__Excerpt from the dataset__:
** Start **

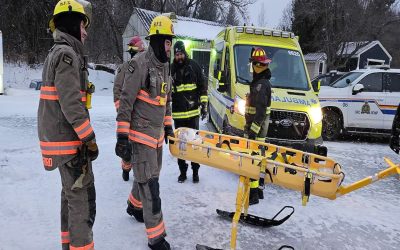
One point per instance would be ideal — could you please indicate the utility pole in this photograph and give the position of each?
(1, 64)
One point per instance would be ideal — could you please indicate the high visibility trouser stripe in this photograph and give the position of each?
(187, 114)
(50, 93)
(84, 129)
(126, 165)
(203, 98)
(86, 247)
(145, 139)
(123, 127)
(155, 231)
(134, 202)
(60, 148)
(255, 128)
(254, 184)
(186, 87)
(144, 96)
(250, 110)
(65, 237)
(167, 120)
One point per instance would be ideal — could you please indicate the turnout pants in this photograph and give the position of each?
(192, 122)
(145, 194)
(78, 206)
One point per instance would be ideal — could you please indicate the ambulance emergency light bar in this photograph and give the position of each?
(265, 32)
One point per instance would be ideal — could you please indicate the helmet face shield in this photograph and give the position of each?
(87, 8)
(78, 6)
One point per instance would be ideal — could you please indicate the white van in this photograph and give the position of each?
(361, 101)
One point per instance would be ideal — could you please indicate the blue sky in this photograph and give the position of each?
(273, 8)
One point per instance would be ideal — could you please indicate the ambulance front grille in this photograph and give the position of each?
(288, 125)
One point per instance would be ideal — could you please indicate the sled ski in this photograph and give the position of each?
(256, 220)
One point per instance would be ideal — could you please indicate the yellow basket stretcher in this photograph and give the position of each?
(269, 163)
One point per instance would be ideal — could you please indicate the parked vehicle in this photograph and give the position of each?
(362, 101)
(296, 117)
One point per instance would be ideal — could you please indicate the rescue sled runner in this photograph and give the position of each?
(271, 164)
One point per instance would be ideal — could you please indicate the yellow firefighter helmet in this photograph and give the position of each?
(79, 6)
(161, 25)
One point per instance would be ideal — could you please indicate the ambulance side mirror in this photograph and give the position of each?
(316, 86)
(222, 84)
(358, 88)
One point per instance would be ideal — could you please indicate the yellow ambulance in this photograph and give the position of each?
(296, 117)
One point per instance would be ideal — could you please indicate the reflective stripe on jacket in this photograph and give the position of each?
(63, 120)
(189, 89)
(145, 103)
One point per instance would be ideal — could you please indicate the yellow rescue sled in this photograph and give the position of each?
(282, 166)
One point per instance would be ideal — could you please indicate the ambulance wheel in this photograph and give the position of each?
(331, 125)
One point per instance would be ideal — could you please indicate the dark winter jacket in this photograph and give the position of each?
(258, 101)
(63, 120)
(189, 89)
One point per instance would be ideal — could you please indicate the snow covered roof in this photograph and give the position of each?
(357, 48)
(315, 56)
(184, 27)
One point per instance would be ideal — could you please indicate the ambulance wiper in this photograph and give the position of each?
(243, 79)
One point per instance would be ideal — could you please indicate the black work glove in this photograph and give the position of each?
(203, 110)
(252, 135)
(168, 132)
(394, 144)
(123, 148)
(92, 150)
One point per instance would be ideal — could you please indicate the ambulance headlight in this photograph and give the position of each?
(240, 105)
(316, 114)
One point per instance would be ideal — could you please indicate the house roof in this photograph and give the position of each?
(313, 57)
(184, 27)
(357, 48)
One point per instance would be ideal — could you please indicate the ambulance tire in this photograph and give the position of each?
(226, 127)
(331, 125)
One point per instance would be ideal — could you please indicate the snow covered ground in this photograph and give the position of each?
(30, 196)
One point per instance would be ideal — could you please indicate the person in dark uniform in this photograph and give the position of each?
(189, 99)
(258, 108)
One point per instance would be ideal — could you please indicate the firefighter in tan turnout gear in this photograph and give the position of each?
(143, 121)
(67, 140)
(134, 46)
(258, 109)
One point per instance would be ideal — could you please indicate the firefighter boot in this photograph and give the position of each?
(183, 168)
(125, 175)
(137, 213)
(161, 245)
(195, 168)
(253, 199)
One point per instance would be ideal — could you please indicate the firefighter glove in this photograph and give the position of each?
(93, 150)
(168, 132)
(203, 110)
(123, 148)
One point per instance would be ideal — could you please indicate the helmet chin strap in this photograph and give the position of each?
(259, 69)
(158, 44)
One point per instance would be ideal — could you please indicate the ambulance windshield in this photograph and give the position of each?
(287, 67)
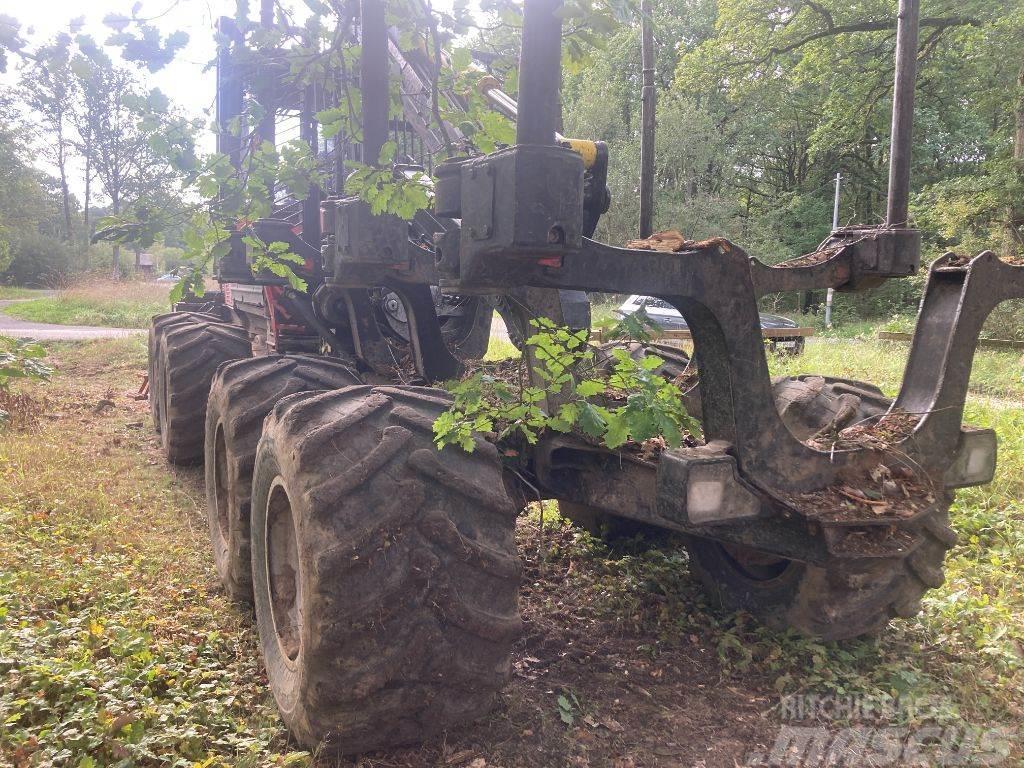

** End **

__What is expected__: Pull out every line of the data above that contains the word "yellow". Upper and lower case must match.

__Response to the exercise__:
One point per instance would be ideal — could you please indicate the yellow basket stretcher in this photograph and give the position of each?
One point per instance would be ideal — could you please indicate the yellow firefighter helmet in this photograph and give the position of each?
One point per instance would be ideal — could you please indicate the yellow ambulance in this photograph and give the position of each?
One point per instance would be ideal — could you please indicate the yellow rescue sled in this photograph and give the position of each?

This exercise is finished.